An exact transcript is needed of the material below, beginning at the line that contains "the goal post" and continuing through its last line; nothing else should appear.
====================
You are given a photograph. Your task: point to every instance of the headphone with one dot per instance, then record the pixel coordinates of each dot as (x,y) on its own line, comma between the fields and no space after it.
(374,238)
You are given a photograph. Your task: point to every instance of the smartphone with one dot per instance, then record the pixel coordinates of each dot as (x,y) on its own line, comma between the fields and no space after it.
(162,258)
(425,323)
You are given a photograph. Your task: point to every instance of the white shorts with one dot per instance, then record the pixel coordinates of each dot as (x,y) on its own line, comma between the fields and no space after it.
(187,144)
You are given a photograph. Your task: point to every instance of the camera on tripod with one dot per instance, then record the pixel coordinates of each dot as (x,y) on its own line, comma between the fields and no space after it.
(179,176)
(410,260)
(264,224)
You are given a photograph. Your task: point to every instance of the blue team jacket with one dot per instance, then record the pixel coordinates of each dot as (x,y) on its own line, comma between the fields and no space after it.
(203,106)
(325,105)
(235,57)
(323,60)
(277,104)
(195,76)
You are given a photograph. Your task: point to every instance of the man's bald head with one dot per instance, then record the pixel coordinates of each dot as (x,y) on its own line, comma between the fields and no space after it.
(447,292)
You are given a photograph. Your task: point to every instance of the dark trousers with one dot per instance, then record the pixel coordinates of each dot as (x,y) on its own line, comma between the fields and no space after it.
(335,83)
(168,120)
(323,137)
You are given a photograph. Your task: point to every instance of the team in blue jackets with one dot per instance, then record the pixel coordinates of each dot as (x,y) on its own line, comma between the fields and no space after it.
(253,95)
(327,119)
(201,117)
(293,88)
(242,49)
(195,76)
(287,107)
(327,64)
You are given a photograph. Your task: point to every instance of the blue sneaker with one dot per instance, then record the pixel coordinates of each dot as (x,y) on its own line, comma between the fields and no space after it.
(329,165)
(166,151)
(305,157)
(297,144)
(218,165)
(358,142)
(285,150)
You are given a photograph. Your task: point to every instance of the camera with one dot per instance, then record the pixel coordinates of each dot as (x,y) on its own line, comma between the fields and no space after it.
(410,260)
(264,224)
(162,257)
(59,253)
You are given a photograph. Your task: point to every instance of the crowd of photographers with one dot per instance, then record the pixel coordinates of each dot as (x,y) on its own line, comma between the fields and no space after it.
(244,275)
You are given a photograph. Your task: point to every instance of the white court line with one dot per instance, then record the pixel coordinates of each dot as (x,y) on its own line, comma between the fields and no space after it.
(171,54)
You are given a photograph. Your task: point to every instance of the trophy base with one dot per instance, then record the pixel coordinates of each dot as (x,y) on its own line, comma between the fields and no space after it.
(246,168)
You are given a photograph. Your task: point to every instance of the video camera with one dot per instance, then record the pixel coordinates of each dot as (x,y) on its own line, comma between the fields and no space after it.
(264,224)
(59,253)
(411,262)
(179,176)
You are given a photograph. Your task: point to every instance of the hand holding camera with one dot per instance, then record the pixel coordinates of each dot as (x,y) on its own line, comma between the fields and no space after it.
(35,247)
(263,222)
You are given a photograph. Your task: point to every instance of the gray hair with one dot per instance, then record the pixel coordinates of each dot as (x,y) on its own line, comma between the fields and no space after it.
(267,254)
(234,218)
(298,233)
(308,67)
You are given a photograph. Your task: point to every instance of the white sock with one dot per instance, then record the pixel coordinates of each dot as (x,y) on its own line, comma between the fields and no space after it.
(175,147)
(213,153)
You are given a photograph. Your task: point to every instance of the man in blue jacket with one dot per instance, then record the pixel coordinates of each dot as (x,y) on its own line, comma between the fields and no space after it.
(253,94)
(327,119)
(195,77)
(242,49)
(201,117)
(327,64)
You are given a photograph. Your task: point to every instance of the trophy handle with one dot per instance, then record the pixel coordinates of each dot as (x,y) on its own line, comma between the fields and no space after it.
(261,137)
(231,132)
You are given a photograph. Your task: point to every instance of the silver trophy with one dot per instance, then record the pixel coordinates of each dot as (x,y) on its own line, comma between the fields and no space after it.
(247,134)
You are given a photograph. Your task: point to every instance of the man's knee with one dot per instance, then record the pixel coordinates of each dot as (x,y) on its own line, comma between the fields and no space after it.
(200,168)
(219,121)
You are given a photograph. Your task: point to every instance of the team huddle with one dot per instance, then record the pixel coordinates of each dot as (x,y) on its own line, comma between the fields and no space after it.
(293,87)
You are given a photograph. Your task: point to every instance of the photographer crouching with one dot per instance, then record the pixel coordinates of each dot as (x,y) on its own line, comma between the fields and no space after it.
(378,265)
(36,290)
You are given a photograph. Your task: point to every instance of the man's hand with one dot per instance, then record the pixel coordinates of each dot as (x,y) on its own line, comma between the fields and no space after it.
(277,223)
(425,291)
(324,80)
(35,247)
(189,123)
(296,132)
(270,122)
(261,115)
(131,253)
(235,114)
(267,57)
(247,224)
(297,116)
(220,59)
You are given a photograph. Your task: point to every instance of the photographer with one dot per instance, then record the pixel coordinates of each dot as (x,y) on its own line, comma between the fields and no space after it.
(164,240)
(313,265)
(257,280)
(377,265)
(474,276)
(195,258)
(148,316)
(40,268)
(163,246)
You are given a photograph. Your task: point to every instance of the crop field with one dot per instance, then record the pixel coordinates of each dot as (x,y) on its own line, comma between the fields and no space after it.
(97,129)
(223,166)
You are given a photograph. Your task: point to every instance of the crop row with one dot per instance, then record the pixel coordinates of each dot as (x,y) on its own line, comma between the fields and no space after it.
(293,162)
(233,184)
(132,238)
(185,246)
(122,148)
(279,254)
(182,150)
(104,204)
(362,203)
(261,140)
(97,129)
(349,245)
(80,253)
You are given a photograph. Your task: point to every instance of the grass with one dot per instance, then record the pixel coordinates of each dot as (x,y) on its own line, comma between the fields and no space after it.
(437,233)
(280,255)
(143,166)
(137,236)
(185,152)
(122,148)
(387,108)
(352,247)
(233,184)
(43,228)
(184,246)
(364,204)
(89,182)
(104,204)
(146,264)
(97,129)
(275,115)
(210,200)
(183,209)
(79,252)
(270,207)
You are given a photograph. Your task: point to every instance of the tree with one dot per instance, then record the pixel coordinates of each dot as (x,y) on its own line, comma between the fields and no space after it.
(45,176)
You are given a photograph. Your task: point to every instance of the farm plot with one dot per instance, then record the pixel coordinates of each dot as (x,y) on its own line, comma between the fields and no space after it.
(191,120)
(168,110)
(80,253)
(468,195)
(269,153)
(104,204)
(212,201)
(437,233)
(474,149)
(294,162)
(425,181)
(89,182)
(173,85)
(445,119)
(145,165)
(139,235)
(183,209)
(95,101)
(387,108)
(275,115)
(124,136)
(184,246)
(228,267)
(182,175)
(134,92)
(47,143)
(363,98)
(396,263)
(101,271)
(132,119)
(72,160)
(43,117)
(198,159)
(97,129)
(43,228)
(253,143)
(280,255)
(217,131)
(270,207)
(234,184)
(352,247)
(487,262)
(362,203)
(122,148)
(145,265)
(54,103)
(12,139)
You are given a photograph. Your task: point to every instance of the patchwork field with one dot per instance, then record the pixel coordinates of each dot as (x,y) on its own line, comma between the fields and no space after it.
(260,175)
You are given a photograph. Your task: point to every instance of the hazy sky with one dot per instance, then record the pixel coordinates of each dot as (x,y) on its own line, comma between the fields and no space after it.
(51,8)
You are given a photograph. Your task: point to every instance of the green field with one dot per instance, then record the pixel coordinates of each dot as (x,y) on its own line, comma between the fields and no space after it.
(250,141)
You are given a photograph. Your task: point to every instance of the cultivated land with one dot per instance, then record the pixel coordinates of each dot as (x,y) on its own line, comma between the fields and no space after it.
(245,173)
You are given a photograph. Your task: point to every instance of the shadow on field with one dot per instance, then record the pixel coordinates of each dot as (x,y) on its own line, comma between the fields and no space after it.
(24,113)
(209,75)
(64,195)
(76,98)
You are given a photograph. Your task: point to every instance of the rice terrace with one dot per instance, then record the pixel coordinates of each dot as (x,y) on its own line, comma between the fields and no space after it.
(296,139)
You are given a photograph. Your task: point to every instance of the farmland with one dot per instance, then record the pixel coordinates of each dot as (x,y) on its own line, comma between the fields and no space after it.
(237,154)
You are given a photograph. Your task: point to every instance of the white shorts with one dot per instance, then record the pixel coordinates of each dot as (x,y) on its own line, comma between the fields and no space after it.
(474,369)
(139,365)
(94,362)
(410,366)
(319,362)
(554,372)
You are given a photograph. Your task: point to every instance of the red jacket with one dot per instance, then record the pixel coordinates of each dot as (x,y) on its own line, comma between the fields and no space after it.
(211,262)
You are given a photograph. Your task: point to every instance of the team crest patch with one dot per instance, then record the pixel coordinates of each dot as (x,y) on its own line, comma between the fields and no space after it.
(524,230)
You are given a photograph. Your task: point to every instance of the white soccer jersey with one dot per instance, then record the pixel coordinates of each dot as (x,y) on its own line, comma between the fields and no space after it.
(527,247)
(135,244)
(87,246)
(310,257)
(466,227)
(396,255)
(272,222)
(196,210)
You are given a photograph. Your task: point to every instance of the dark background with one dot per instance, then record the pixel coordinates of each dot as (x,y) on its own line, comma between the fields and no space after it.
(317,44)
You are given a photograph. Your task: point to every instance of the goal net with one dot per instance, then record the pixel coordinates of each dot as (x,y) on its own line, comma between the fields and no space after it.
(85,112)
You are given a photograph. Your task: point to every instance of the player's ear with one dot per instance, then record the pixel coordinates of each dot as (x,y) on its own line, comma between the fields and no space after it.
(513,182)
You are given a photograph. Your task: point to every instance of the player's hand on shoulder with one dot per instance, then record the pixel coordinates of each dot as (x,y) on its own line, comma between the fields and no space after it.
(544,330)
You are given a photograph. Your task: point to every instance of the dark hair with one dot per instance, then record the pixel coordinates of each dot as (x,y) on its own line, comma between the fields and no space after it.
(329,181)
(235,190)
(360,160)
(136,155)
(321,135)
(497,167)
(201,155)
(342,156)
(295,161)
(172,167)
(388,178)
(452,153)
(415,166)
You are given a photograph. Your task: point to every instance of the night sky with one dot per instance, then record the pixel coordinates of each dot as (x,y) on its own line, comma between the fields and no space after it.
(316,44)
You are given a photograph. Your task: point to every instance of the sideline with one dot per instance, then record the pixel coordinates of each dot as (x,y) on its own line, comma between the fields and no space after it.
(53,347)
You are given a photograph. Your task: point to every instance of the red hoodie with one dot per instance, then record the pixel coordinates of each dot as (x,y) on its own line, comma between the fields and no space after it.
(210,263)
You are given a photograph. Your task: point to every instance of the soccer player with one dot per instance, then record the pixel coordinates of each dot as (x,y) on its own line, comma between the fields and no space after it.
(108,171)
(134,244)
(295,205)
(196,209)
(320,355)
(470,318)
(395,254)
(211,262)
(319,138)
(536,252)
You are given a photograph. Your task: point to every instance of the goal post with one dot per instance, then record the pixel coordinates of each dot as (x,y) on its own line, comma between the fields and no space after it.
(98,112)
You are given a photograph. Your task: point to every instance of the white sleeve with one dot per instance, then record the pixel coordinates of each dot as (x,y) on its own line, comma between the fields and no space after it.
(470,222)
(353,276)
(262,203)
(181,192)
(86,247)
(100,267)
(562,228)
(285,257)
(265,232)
====================
== TASK SOLUTION ==
You are given a photograph. Your task: point to every instance of the goal post with one dot per instance, then record the pixel coordinates of each dot as (x,y) on its own line, comma between the fields and no space after it.
(98,112)
You are given a photograph. Your task: point to every instance of the white sleeve with one dot per instance, then record the pixel coordinates of each dot as (x,y) on its own line, comma between the fields and no space after it.
(470,222)
(353,276)
(262,203)
(181,192)
(86,247)
(100,267)
(562,228)
(285,257)
(265,232)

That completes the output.